Und wenig später erfuhr ich, dass die ISA, International Sociological Association, die israelische Soziologische Gesellschaft (ISS) aus ihren Reihen ausgeschlossen hat. Ohne eine Vorankündigung, ohne die Anhörung der israelischen Kolleginnen, ohne eine Abstimmung mit den Mitgliedern.

Von Elisabeth Schilling

Die nächsten Tage waren chaotisch. Im Netzwerk jüdischer Hochschullehrender schrieben wir Protestbriefe, stritten uns über Argumente und Formulierungen, bekamen Antworten und diskutierten, wie diese zu verstehen sind. In den Antworten wurde nämlich einstimmig ein Dialog angeboten. Während den Menschen faktisch ein Hausverbot ausgesprochen wurde. Etwas widersprüchliche Botschaften, nicht leicht zu verstehen…

Die israelische Soziologische Gesellschaft veröffentlichte daraufhin auf ihrer Seite eine Stellungnahme. Nuanciert, feinsinnig, verständnisvoll, voller Reue, für das, was sie nicht zu verantworten haben.

Ich dachte darüber nach. Und das vermischte sich mit meinen Eindrücken von dem Enquete-Protokoll. Da wurde auch nach Dialog gerufen. Interessanterweise vor allem von Menschen, die nach meinem Befinden eher antisemitische Positionen vertreten. Sie selber würden das wahrscheinlich als eine reine Diffamierung bezeichnen, denn niemand will ja Antisemit sein. Sie wollten aber den Dialog unter bestimmten Bedingungen: Begriffe solle man nicht fest definieren, das behindere den freien Dialog (ja, klar, wenn man nicht genau weiß, wovon man spricht, geht so ein Dialog besonders leicht von der Zunge, dachte ich zynisch). Man solle Antisemitismus nicht als Antisemitismus benennen. Und über den importierten Antisemitismus solle man nicht sprechen, denn es gäbe ja auch Antisemitismus von rechts (Logik? habe ich nicht entdecken können). Auch solche empirische gestützten Konstrukte wie israelbezogener Antisemitismus werden abgelehnt. Und wenn man eine unbestreitbare Beobachtung schildert, dass auf pro-palästinensischen Demonstrationen ständig antisemitische Straftaten geschehen und sie eher den Zielen von Hamas als den Zivilisten in Gasa nutzen, sei es eine Diffamierung einer ganzen Bewegung. Geschickt wird dadurch sowohl der Beobachter diffamiert als auch die Realität de-realisiert.

▸ BEREITGESTELLTE DATEN:

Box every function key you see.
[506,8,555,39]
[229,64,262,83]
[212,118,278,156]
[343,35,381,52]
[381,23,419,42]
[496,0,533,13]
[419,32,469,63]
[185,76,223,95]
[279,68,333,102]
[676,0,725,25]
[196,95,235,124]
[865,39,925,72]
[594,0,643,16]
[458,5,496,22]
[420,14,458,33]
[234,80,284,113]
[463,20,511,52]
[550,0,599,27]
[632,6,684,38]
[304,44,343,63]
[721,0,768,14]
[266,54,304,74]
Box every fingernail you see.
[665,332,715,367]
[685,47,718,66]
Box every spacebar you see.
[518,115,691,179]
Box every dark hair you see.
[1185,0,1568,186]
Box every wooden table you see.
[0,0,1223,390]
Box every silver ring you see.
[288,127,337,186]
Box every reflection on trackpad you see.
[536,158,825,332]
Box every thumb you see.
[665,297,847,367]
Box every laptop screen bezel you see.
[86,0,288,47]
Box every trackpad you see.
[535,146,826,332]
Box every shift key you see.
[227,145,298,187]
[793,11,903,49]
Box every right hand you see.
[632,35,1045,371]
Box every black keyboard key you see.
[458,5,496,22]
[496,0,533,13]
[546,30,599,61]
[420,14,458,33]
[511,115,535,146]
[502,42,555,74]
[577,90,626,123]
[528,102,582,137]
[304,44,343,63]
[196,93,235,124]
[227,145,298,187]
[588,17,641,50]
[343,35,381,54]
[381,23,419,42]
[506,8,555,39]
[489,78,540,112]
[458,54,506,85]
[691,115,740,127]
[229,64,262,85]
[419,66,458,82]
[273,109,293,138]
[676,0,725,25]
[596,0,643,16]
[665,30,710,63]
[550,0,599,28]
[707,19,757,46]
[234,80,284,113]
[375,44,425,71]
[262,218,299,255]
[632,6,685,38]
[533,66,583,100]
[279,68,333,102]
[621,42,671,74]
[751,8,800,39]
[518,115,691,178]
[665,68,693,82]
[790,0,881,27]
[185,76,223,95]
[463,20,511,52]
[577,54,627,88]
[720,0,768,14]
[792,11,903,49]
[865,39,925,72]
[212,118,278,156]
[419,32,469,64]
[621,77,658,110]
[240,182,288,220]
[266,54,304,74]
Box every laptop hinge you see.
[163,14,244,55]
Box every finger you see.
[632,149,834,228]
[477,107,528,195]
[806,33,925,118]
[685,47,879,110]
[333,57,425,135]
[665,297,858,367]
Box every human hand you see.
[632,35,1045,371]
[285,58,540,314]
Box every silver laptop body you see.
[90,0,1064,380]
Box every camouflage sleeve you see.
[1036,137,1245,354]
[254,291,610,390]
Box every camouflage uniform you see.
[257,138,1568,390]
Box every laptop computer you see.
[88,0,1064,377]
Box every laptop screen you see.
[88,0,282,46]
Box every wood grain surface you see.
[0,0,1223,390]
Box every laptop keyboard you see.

▸ FOLGENDES BEARBEITEN:
1: Welche Organisation hat laut dem Beitrag über den ISA-Ausschluss die israelische Soziologische Gesellschaft aus ihren Reihen ausgeschlossen?
2: Übersetze den Satz „Die israelische Soziologische Gesellschaft veröffentlichte daraufhin auf ihrer Seite eine Stellungnahme.“ aus dem Beitrag über den ISA-Ausschluss ins Englische.
3: Fahre mit dem Beitrag über den ISA-Ausschluss im Anschluss an seinen letzten Satz fort.
Die Zeilen spielen hierfür keine Rolle.

▸ ANTWORTEN:
1: Die International Sociological Association (ISA).

2: The Israeli Sociological Society then published a statement on its website.

3:
Was haben wir denn unterm Strich? Eine sich immer weiter aufreißende Kluft zwischen den Worten und Taten. Salbungsvolle Reden, Antisemiten präsentieren sich als offene und dialogbereite Intellektuelle. Nur sollte dieser Dialog auf ihren, vollkommen unmöglichen Bedingungen stattfinden. Wenn nicht – zeigen sie mit dem Finger auf uns – wir werden als Kriegstreiber präsentiert, diejenigen die den Dialog verweigern. Machen wir mit – wird auf Zeit gespielt: die Grenze des Sagbaren immer weiter verschoben, Aggressionen und Angriffe als legitime Meinungsäußerungen verkauft. So oder so wird es nicht besser, nur noch schlechter, Schach und Matt.

Ich habe seit Neuestem, inspiriert durch Anne Applebaum, ein Vokabelheftchen. Darin notiere ich mir alle Begriffe, die von Demokratiefeinden gekapert und verdreht werden. Maskierungen und Chiffres der neuen, Orwell’schen Zeit. „Souveränität eines Staates“ steht darin. Von Putins-Regierung verwendet, bedeutet das „Russland greift die Nachbarländer an und der Rest der Welt soll sich raushalten“. Auch die Regierung Erdogan liebt das Wort. „Respekt“ heißt jegliche autoritäre Übergriffe auf Andersdenkende zu tolerieren. Israel besitzt dementsprechend weder „Respekt“ oder „Souveränität“. „Zionisten“ bedeutet „Juden“. „Solidarität“ – deinen Kollegen, mit denen du 20 Jahren gearbeitet hast, jegliche Empathie verweigern. Und noch viele andere Wörter stehen da.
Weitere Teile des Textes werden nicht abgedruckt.